== Aim of the task ==
Pull out every line from the start of the records through the line holding "[0,332,1200,815]", inclusive, and repeat them unchanged.

== Given data ==
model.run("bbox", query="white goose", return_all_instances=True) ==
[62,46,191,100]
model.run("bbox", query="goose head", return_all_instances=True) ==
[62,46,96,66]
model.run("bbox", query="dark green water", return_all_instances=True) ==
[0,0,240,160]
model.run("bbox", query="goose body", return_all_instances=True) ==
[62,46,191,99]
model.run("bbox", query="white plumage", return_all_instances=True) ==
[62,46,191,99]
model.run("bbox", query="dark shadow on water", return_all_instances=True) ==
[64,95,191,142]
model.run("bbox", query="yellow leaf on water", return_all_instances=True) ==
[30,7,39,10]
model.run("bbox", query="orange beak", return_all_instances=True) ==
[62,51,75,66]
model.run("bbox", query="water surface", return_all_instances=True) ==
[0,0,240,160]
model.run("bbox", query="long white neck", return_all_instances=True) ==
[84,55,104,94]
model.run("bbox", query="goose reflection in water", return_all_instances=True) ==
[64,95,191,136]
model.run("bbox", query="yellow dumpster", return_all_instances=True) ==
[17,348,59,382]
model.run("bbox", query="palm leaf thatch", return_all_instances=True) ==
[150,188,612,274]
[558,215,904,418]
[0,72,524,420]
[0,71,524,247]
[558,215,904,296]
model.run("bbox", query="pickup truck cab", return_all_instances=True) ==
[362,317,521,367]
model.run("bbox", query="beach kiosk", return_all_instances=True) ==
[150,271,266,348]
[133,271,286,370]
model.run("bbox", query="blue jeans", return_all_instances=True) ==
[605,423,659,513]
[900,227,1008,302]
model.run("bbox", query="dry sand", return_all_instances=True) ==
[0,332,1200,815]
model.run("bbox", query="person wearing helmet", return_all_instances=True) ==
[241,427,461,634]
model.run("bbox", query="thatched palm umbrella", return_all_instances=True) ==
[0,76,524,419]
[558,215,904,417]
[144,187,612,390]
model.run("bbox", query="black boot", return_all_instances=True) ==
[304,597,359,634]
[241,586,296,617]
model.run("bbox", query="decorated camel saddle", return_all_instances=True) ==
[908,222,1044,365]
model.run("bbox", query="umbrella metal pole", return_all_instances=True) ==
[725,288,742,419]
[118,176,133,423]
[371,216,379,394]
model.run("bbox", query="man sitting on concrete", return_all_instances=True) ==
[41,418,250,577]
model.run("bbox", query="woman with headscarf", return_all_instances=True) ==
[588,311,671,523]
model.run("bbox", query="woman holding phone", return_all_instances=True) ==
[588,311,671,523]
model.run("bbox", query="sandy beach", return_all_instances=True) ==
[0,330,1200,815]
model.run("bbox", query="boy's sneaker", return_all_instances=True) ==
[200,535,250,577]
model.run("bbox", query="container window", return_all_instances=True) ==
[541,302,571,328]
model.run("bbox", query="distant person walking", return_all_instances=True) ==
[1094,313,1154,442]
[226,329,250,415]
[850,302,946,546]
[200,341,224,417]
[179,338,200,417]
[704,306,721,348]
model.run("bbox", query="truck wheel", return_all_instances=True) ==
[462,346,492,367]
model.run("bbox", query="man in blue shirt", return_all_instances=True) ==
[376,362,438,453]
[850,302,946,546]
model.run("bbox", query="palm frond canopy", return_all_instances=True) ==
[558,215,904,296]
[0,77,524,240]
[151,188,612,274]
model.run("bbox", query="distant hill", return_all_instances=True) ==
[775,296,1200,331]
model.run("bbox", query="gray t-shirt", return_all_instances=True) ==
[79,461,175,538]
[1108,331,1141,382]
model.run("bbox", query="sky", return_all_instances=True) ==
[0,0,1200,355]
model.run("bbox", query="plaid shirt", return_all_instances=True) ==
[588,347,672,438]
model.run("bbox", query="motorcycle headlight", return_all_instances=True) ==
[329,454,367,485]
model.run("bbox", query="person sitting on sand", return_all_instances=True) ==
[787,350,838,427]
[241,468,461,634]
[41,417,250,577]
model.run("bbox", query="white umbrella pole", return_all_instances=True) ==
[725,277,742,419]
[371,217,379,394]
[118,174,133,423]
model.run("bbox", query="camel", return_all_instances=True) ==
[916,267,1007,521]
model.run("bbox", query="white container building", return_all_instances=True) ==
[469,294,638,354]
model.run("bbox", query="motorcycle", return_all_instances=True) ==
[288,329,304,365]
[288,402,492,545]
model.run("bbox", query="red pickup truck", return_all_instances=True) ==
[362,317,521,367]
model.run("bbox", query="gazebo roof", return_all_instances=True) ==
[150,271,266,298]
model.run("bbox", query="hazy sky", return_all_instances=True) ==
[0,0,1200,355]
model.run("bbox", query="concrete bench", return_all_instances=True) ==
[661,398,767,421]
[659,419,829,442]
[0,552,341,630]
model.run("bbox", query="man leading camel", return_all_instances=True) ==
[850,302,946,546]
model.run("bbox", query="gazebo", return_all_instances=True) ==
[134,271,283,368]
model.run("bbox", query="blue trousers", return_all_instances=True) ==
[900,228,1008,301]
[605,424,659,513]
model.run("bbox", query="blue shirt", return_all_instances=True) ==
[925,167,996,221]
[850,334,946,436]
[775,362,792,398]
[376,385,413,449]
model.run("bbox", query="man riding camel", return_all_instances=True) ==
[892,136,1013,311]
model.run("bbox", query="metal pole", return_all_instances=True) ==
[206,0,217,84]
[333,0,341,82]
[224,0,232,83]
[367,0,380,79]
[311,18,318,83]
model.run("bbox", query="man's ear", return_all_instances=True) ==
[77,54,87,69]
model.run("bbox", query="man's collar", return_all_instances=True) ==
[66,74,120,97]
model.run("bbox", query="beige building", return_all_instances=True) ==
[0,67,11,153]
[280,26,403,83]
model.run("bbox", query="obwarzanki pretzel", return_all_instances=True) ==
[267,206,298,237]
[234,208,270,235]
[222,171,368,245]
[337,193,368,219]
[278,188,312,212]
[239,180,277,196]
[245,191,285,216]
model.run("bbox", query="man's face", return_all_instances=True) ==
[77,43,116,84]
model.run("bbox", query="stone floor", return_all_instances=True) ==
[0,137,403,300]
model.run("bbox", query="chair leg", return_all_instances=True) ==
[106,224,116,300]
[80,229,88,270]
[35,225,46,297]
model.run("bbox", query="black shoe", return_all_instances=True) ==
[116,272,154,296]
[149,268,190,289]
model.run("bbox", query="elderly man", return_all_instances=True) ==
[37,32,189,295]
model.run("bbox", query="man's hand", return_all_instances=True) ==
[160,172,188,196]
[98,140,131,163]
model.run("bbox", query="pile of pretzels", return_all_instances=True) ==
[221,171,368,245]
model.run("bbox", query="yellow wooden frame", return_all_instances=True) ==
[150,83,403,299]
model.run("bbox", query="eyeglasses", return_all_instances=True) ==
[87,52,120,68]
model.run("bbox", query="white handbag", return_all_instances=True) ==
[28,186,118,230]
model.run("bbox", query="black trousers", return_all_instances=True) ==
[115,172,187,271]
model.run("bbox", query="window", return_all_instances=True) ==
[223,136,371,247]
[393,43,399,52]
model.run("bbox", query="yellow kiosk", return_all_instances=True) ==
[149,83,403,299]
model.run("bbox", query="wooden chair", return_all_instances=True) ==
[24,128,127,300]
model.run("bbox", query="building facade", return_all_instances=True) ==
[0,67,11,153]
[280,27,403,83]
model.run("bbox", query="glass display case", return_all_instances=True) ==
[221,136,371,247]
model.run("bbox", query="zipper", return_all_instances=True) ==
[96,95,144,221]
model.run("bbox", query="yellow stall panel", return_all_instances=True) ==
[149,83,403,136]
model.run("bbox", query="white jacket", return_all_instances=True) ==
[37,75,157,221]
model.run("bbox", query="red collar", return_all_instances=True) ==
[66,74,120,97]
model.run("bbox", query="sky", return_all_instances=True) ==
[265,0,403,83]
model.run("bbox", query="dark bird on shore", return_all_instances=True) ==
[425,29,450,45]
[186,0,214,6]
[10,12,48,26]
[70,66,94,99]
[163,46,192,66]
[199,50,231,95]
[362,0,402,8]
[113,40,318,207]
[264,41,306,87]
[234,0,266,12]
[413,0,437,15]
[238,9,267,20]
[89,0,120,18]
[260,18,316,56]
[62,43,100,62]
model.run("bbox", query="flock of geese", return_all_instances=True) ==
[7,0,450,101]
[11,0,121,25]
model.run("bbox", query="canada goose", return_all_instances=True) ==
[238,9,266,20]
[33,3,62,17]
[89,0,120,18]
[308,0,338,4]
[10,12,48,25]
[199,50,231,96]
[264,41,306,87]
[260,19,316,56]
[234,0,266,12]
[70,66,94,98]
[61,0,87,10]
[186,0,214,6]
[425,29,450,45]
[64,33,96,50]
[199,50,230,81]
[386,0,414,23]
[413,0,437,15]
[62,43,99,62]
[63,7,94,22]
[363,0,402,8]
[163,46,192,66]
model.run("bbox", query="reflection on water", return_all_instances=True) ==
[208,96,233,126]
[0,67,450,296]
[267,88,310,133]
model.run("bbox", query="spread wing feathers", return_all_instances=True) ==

== Exercise response ==
model.run("bbox", query="white goose", return_all_instances=True) ==
[62,46,191,100]
model.run("bbox", query="goose head", return_all_instances=True) ==
[62,46,96,66]
model.run("bbox", query="dark green water", return_all_instances=True) ==
[0,0,240,160]
model.run("bbox", query="goose body", return_all_instances=True) ==
[62,46,191,99]
model.run("bbox", query="white plumage", return_all_instances=True) ==
[62,46,191,99]
model.run("bbox", query="dark shadow on water", return_all_instances=True) ==
[64,95,191,142]
model.run("bbox", query="yellow leaf on water", return_all_instances=True) ==
[30,7,39,10]
model.run("bbox", query="orange beak", return_all_instances=True) ==
[62,51,75,66]
model.run("bbox", query="water surface", return_all_instances=True) ==
[0,0,240,160]
model.run("bbox", query="long white neck", return_all_instances=True) ==
[84,55,104,94]
model.run("bbox", query="goose reflection in water", return_all_instances=True) ==
[64,95,191,136]
model.run("bbox", query="yellow dumpster", return_all_instances=True) ==
[17,348,59,382]
model.run("bbox", query="palm leaf thatch", return_all_instances=True) ==
[150,188,612,274]
[558,215,904,418]
[0,72,524,420]
[0,71,524,247]
[558,215,904,296]
model.run("bbox", query="pickup truck cab", return_all_instances=True) ==
[362,317,521,367]
model.run("bbox", query="beach kiosk", return_all_instances=True) ==
[150,271,266,348]
[133,271,286,370]
model.run("bbox", query="blue jeans", return_all_instances=True) ==
[605,423,659,513]
[900,227,1008,302]
model.run("bbox", query="dry sand", return_all_instances=True) ==
[0,332,1200,815]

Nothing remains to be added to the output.